(Dataset excerpts on object pointing)

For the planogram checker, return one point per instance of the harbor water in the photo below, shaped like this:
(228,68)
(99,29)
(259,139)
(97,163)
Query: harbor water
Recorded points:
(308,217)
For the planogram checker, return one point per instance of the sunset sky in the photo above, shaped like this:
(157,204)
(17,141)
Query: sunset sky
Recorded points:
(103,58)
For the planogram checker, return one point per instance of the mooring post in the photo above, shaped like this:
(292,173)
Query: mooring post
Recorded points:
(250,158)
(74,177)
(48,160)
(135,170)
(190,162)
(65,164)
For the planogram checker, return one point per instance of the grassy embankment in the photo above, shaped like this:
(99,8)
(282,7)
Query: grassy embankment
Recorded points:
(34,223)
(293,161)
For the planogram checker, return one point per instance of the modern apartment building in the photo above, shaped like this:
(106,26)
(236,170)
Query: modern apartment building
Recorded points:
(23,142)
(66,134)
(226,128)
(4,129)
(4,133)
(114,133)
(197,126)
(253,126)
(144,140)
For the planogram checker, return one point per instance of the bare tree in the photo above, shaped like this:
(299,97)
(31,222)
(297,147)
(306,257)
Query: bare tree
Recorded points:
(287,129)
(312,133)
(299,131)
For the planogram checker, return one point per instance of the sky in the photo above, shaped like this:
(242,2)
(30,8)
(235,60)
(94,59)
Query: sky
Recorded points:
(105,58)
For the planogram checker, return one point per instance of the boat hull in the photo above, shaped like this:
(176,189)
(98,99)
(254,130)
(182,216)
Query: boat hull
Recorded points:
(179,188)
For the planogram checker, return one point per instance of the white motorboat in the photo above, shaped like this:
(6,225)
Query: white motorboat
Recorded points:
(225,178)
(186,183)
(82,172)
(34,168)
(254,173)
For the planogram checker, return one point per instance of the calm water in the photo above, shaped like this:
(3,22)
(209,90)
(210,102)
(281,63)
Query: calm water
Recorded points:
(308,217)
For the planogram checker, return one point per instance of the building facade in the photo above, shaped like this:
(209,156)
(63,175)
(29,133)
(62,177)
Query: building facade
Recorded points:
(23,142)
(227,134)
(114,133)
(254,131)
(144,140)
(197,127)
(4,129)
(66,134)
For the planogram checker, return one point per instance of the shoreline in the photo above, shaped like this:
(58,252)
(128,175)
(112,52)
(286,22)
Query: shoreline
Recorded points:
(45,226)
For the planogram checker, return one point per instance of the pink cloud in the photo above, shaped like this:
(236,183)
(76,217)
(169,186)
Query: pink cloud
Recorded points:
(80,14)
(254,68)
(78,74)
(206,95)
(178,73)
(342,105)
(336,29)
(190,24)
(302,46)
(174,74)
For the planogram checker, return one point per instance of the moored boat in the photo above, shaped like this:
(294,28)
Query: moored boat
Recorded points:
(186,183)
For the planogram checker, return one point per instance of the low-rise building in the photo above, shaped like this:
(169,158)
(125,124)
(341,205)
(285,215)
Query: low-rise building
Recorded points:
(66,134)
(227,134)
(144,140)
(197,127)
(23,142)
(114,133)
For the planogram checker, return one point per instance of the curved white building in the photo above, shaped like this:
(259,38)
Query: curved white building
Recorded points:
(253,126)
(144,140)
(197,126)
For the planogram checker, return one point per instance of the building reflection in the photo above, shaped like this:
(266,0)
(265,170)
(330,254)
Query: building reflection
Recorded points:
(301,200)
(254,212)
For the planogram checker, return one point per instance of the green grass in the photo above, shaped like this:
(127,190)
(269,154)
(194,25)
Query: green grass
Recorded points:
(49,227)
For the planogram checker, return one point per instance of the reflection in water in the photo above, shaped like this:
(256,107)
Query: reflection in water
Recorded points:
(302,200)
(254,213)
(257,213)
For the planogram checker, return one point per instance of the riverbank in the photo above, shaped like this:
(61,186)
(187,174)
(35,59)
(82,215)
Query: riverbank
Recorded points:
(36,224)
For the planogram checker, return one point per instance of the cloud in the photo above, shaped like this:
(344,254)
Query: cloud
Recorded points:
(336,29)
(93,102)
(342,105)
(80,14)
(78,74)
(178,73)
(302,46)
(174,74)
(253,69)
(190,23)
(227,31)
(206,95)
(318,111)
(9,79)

▶ _AIM_
Please reproduce each line exactly as written.

▶ _EXPECTED OUTPUT_
For the planogram checker, return one point per instance of the harbor water in the photo below, shaped like this:
(228,68)
(99,29)
(259,139)
(97,163)
Query: harbor water
Recorded points:
(308,217)
For the planogram checker, return one point per instance of the sunset sky in the photo above, shaped like this:
(157,204)
(17,141)
Query: sunset sky
Recorded points:
(103,58)
For the planogram checker, return one point per instance of the mooring post in the photo above, shaped like this:
(292,173)
Query: mooring post
Recorded points:
(250,158)
(74,177)
(48,160)
(135,170)
(190,162)
(65,164)
For the planogram checker, return one point per instance of the grassy embankment in the photo above, shaped like this:
(99,8)
(282,7)
Query: grassy embankment
Recorded points:
(34,223)
(293,161)
For the planogram checker, return one point per instance of the modern apartment building in the photo above, shaped like this:
(106,26)
(236,170)
Query: modern apartment building
Recorded points:
(23,142)
(66,134)
(226,128)
(4,129)
(4,133)
(114,133)
(197,126)
(253,126)
(144,140)
For the planogram checker, return one point per instance of the bare tree in the photo above, shaped like this:
(299,97)
(31,222)
(297,147)
(306,257)
Query: bare tree
Recorded points:
(287,129)
(312,133)
(299,131)
For the planogram checker, return one point per instance of the sky in the photo above, shaped like this:
(242,2)
(30,8)
(235,60)
(94,59)
Query: sky
Recorded points:
(105,58)
For the planogram checker, return one point per instance of the boat hull in the photo above, shaped like this:
(176,189)
(98,99)
(254,130)
(182,216)
Query: boat hull
Recorded points:
(179,188)
For the planogram checker, return one point per instance of the white motorboat in the photo above, shaped like this:
(6,225)
Query: white motorboat
Recorded points:
(225,178)
(186,183)
(82,172)
(34,168)
(254,173)
For the planogram checker, return one point per instance of the calm water in the photo above, shaped like this:
(3,22)
(209,90)
(210,102)
(281,63)
Query: calm water
Recorded points:
(308,217)
For the planogram checker, return one point per instance of the building facade in the photo above, shaped like this:
(209,156)
(63,175)
(29,133)
(62,177)
Query: building facade
Recorded points:
(23,142)
(227,134)
(114,133)
(254,131)
(144,140)
(197,127)
(4,129)
(66,134)
For the planogram checker, return one point per instance of the shoreline in the photo above, shaped like this:
(58,252)
(128,175)
(112,52)
(286,22)
Query: shoreline
Recorded points:
(45,226)
For the planogram checker, return one point per instance of the pink cloud in the photo above, shaped like this:
(236,183)
(76,217)
(169,186)
Query: pink cloud
Recorded points:
(80,14)
(254,68)
(78,74)
(206,95)
(178,73)
(342,105)
(336,29)
(190,24)
(302,46)
(174,74)
For the planogram checker, return one point per instance of the moored boat in the photo above, shaped like this:
(294,28)
Query: moored boat
Recorded points:
(186,183)
For the planogram checker, return one point per instance of the low-rise building in the photo above, shaped like this:
(169,158)
(125,124)
(341,205)
(285,215)
Query: low-rise building
Recorded points:
(66,134)
(227,134)
(144,140)
(197,127)
(23,142)
(114,133)
For the planogram checker, return one point per instance of the curved white building in the photo above, shaped like this:
(259,38)
Query: curved white building
Recorded points:
(253,126)
(144,140)
(197,126)
For the planogram checker, return one point per instance of the building reflection in the photo above, shaped like this:
(266,0)
(265,170)
(330,254)
Query: building reflection
Recorded points:
(301,200)
(254,212)
For the planogram checker, return one point per instance of the green grass in the photo above, shaped like this:
(127,190)
(269,154)
(194,25)
Query: green grass
Recorded points:
(49,227)
For the planogram checker, return one point per instance of the reflection in water in the photo above, shaped like this:
(256,107)
Query: reflection in water
Recorded points:
(302,200)
(254,213)
(257,213)
For the planogram checker, return one point per instance of the riverbank in the photo above, shaped like this:
(61,186)
(187,174)
(35,59)
(82,215)
Query: riverbank
Recorded points:
(36,224)
For the planogram checker, return one point per instance of the cloud in the photo above, shaped like this:
(344,254)
Query: cloud
Recorded points:
(336,29)
(93,102)
(342,105)
(80,14)
(78,74)
(178,73)
(302,46)
(174,74)
(253,69)
(190,23)
(227,31)
(206,95)
(318,111)
(9,79)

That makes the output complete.